- [Yönerge]: Aşağıdaki İdlib metninde geçen "Türkiye’nin İdlib’e intikali HTŞ lideri Culani’nin üzerindeki baskıyı artırdı." cümlesini İngilizceye çevirin.

- [Metin]:
▼

Muhalefetin Astana ve Cenevre’deki garantörü konumunda olan Türkiye için, terör örgütleri ile Türkiye’nin işbirliği yaptığı muhalif gruplar arasındaki farkı uluslararası kamuoyu nezdinde belirginleştirmek  önem arz etmektedir. Bu noktada HTŞ’nin diğer muhalif gruplardan ayrılması da İdlib stratejisi bağlamında olumlu bir gelişme olarak kaydedilecektir. Ancak İdlib çatışmasızlık bölgesinde yürüttüğü gerginliği azaltma kontrol gücü misyonu gereği Türkiye, HTŞ ile direk bir mücadele içerisine de girmemiştir. Ayrıca gözlem noktalarına konuşlandırılan askeri birliklerin, HTŞ militanlarının hedefi haline gelmesi ya da Afrin ve olası Menbiç operasyonları esnasında İdlib’te bir çatışmaya taraf olunması arzu edilen senaryolar değildir. Yine de HTŞ problemini çözümlemek Türkiye’nin bir sorumluluğu haline gelmiştir. Bu sebeple HTŞ’nin gücünün ezerek dağılmaya zorlama stratejisi izlenmektedir. Türkiye HTŞ’nin güç kaybettiği süreçte gözlem noktalarını ardı ardına kurarak bölgede söz sahibi olma yolunda önemli adımlar attı. Türkiye’nin İdlib’e intikali HTŞ lideri Culani’nin üzerindeki baskıyı artırdı. HTŞ içerisindeki kimi kesimler bu süreçte Türkiye’nin engellenmemesini korkaklık olarak nitelendirdi. Bu süreci El-Kaide’den ayrılmayı ret eden militanların HTŞ bünyesinden ayrılması izledi. Zaten zayıflamış olan askeri gücünün belkemiğini oluşturan El-Kaide’den ayrılmayı ret eden militanların gidişi, HTŞ’nin gücünün daha da ezilmesini beraberinde getirdi. Öte yandan kendini Esad karşıtı cephenin asli unsuru olarak gösteren HTŞ’nin, Ahrar uş Şam ve Nureddin Zengi ile girdiği çatışma, kendi mücadelesinin meşruiyetini de sorgulatır nitelikte bir tablo ortaya koydu.

▲

- [Sağlanan veriler]:

▼

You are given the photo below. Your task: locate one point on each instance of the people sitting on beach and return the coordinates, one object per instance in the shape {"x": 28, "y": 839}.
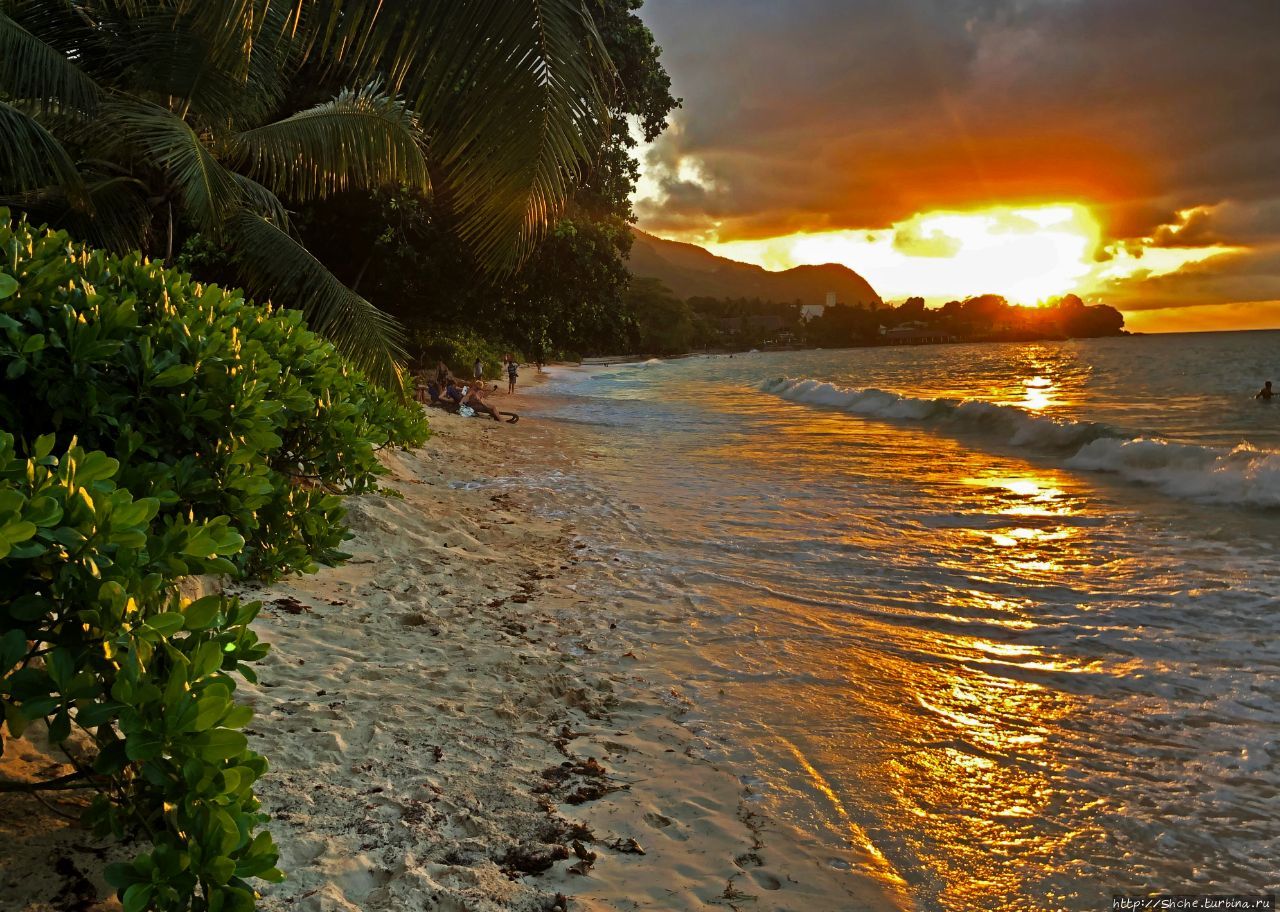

▲

- [Yanıt]: Türkiye's move into Idlib increased the pressure on HTŞ leader Culani.